ВЫБРАННЫЙ ФРАГМЕНТ:
Учеба в комсомольско-партийном ВУЗе была совсем непростой, главным образом из-за состава группы. Её составляли мужчины, пришедшие с войны, их было человек шесть, еще двое мальчиков после школы, один москвич, а второй – худенький-худенький мусульманский татарчик из Казани. И четыре девочки – я, моя одноклассница и две чуть постарше нас.

Не называю имени своей подруги, которая из-за меня пошла на арабский, потому что мы учились в одном классе, очень близко дружили, и в институте, и позже во взрослой жизни, и вдруг в очень тяжелую для меня минуту она намеренно сделала подлость.

Она была очень сильной в нашей профессии, и поэтому я ей полностью доверилась. А именно: тогда я делала «левую» работу, для заработка, – переводила с арабского для Международного отдела ЦК большую статью.

ЗАПИСИ:

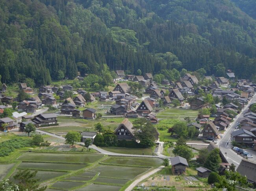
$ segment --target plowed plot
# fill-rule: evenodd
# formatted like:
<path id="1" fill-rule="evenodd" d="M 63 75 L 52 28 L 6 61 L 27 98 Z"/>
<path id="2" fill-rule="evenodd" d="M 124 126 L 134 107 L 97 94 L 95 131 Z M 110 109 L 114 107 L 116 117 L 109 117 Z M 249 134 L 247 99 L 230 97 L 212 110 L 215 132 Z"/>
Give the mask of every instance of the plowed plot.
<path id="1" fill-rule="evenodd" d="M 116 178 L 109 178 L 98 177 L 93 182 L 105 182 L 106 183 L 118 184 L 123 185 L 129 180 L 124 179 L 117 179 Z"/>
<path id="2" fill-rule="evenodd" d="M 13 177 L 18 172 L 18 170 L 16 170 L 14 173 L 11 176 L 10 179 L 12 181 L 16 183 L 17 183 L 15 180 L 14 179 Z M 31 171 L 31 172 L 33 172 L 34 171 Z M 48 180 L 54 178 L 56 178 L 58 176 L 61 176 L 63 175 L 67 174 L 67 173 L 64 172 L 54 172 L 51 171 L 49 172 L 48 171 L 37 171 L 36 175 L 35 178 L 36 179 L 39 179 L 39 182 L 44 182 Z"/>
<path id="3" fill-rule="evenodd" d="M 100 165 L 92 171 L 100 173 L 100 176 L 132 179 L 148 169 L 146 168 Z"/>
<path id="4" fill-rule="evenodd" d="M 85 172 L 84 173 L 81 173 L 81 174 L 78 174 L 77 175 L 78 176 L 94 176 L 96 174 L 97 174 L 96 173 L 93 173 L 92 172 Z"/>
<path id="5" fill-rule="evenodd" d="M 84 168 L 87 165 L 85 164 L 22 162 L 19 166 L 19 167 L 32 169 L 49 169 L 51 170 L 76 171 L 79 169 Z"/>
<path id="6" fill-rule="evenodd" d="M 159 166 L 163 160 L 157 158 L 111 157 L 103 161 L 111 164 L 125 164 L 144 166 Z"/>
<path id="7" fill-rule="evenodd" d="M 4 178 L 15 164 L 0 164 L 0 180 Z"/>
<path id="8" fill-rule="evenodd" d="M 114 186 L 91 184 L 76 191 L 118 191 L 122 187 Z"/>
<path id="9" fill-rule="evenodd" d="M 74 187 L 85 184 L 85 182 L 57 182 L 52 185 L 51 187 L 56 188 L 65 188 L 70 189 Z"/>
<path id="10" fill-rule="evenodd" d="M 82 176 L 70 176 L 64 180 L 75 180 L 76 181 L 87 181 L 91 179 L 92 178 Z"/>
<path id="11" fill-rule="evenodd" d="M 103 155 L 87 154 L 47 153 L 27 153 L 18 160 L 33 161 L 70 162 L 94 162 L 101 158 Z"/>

--

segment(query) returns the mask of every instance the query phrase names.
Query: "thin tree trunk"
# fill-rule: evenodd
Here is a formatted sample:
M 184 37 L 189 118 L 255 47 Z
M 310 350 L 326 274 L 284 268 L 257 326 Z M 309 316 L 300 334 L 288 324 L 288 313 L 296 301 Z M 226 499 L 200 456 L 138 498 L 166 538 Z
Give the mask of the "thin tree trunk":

УСЛОВИЯ ЗАДАНИЙ:
1. Откуда были двое мальчиков, попавших в группу сразу после школы, по рассказу об учебе в комсомольско-партийном вузе?
2. Подхватите рассказ об учебе в комсомольско-партийном вузе и продолжите его, начав сразу после последнего предложения.

ОТВЕТЫ ПО ЗАДАНИЯМ:
1. Один был москвичом, второй — татарином из Казани.

2.
И тут случилась катастрофа с дочерью (расскажу позже), я, естественно, была при ней. Позвонила в ЦК и сказала, что работу сделать не смогу. Мне ответили, чтобы я отдала перевод кому угодно, за чью работу распишусь. Вот я и попросила свою подругу. Накануне дня сдачи работы, после больницы, я заехала к ней и взяла перевод. Дома просмотрела его и, наверное, опять же только в силу молодости, меня не разбил инфаркт – в середине текст был перевран, причем специально! Я просидела всю ночь, его поправляя… Когда получила за него деньги, по почте перевела ей. Она все поняла – никаким образом не возникла. С тех пор мы расстались. Я отходила очень долго…

Наш Институт востоковедения находился, по тогдашним понятиям, почти на окраине, в здании бывшего ИФЛИ – замечательного Института философии, литературы и истории, который незадолго до этого закрыли по «идеологическим» причинам. Из него вышли замечательные погибшие «военные» поэты Павел Коган, Николай Майоров, Сева Багрицкий и наш друг Дезик (Давид) Самойлов, с которым мы не раз вспоминали аудитории нашей альма-матер.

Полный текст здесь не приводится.